== RECORDS FOR PROCESSING ==
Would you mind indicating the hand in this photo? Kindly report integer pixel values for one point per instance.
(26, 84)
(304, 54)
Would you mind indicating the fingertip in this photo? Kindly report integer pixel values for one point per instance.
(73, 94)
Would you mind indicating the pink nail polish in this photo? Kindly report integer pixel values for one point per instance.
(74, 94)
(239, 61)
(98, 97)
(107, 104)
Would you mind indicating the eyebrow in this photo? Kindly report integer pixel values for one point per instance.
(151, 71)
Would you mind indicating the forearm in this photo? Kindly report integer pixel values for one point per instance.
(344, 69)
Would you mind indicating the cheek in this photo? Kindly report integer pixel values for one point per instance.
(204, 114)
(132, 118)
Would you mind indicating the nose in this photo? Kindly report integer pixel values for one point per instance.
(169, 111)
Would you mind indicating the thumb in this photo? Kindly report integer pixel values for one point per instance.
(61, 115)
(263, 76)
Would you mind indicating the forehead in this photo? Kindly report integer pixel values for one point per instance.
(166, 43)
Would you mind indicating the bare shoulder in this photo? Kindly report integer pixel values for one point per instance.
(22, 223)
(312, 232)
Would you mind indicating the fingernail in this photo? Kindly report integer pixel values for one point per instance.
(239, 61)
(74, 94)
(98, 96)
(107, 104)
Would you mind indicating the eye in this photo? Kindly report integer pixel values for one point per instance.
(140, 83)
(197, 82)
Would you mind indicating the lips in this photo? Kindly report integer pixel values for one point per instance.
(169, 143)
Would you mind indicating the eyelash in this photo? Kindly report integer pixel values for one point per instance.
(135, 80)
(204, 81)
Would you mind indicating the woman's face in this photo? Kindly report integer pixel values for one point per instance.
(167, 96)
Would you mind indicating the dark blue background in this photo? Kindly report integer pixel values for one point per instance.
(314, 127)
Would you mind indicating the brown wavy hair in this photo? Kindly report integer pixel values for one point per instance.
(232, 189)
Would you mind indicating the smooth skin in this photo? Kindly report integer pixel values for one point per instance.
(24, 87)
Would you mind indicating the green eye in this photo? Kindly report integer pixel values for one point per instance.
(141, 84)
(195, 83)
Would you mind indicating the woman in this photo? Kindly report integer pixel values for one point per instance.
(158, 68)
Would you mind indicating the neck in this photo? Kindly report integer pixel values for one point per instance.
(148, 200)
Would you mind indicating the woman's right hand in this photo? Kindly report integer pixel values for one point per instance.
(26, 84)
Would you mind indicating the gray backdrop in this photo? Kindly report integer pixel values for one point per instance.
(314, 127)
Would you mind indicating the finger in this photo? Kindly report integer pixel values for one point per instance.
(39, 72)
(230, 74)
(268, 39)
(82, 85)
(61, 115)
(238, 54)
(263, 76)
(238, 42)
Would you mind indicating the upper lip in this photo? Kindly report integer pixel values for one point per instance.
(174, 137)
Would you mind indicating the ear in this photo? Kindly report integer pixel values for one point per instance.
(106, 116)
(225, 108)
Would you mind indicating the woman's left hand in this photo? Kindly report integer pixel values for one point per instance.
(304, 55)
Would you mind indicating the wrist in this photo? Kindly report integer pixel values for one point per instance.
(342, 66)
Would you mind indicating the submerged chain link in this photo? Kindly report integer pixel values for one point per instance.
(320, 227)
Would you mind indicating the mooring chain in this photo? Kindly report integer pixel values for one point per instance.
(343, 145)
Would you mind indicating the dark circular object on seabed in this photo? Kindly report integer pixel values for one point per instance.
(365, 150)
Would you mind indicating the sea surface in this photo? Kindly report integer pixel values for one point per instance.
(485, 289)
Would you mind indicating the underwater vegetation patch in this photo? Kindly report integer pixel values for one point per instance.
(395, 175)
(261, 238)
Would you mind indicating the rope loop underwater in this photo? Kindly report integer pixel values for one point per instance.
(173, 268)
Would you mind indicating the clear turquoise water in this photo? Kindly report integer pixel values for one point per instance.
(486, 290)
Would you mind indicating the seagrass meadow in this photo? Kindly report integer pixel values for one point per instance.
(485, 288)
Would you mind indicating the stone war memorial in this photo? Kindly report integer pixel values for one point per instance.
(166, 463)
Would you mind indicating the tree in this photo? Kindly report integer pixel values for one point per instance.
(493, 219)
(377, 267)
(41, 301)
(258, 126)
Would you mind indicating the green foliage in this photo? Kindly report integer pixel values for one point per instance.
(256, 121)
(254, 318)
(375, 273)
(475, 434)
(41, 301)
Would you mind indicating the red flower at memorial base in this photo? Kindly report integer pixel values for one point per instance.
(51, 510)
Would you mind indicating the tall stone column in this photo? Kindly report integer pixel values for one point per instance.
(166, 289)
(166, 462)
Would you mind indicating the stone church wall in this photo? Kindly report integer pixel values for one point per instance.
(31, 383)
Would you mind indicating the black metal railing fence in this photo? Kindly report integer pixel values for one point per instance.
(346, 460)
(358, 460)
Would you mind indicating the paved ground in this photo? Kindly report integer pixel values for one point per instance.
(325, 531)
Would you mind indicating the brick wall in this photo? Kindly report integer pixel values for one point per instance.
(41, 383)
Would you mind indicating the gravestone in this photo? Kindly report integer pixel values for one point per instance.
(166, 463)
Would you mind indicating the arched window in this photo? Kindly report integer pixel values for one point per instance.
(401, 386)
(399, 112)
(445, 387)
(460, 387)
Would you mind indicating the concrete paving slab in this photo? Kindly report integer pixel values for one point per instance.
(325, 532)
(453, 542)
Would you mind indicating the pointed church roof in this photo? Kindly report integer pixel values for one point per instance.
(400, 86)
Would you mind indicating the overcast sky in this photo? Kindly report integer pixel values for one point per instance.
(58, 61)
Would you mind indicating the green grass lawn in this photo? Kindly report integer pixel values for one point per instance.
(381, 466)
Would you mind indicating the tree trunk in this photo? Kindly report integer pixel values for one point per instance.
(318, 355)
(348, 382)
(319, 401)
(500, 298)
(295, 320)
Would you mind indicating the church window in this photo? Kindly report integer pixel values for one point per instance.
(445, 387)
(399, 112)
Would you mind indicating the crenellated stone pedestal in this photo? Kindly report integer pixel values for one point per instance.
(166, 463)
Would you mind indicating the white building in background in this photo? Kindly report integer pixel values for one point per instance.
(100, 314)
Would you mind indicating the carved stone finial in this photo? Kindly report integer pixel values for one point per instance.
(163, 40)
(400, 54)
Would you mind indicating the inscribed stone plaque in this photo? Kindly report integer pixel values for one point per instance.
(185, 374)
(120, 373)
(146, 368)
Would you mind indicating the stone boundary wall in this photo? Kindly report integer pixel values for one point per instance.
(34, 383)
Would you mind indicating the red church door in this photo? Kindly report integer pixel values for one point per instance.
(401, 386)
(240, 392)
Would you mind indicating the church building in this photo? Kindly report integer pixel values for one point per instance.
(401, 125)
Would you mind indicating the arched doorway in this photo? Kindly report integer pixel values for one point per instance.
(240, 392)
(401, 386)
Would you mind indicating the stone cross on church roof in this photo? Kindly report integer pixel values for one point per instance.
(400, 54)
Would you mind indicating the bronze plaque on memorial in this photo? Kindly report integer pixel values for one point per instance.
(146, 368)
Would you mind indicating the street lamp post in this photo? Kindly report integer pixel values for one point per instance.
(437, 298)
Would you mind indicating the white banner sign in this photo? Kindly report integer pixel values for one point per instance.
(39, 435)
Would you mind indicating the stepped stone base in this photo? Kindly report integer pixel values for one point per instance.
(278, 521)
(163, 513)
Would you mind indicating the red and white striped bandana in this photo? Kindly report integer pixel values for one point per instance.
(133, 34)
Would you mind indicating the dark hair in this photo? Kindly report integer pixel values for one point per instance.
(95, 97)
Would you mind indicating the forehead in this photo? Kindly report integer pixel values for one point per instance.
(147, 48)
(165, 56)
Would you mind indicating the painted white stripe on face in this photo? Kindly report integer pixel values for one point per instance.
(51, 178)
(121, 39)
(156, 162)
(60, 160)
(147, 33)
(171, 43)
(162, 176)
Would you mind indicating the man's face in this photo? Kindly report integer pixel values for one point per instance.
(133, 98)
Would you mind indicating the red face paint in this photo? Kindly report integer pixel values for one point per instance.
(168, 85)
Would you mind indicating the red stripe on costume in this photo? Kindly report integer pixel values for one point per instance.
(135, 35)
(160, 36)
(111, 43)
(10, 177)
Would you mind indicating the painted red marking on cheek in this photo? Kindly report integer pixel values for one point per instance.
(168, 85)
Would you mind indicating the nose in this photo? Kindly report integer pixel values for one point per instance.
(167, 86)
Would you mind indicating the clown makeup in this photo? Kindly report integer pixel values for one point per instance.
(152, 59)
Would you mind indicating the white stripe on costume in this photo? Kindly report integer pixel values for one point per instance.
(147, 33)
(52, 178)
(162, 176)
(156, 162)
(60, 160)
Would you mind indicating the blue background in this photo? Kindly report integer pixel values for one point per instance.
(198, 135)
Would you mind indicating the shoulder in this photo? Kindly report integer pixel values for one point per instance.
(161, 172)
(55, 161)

== AIM OF THE TASK ==
Starting at the line that contains "Would you mind indicating the red stripe", output each remaining line of the listing, the last line included, exactly as it appears.

== TASK RESPONSE ==
Would you mind indicating the red stripe on costume in this photo? Kindly report integer pixel values for one point per instance.
(135, 35)
(160, 36)
(111, 43)
(10, 177)
Would you mind indicating the painted red marking on cheek in this photo? Kindly report integer pixel values for one point per instance.
(168, 85)
Would you mind indicating the nose in this photo? Kindly report integer pixel values for one point per instance.
(167, 86)
Would you mind indicating the clown makeup in this photo? Kindly report integer pixel values for one point per instance.
(152, 59)
Would you mind indicating the white stripe on costume in this photo? Kindly report integer pixel values for one point per instance.
(147, 33)
(52, 178)
(162, 176)
(156, 162)
(60, 160)
Would you mind indicating the blue background in this photo? Kindly report integer pixel values for one point per instance.
(198, 135)
Would you mind indicating the shoulder in this photo? Kindly report integer pixel values for one point per instance.
(161, 172)
(55, 161)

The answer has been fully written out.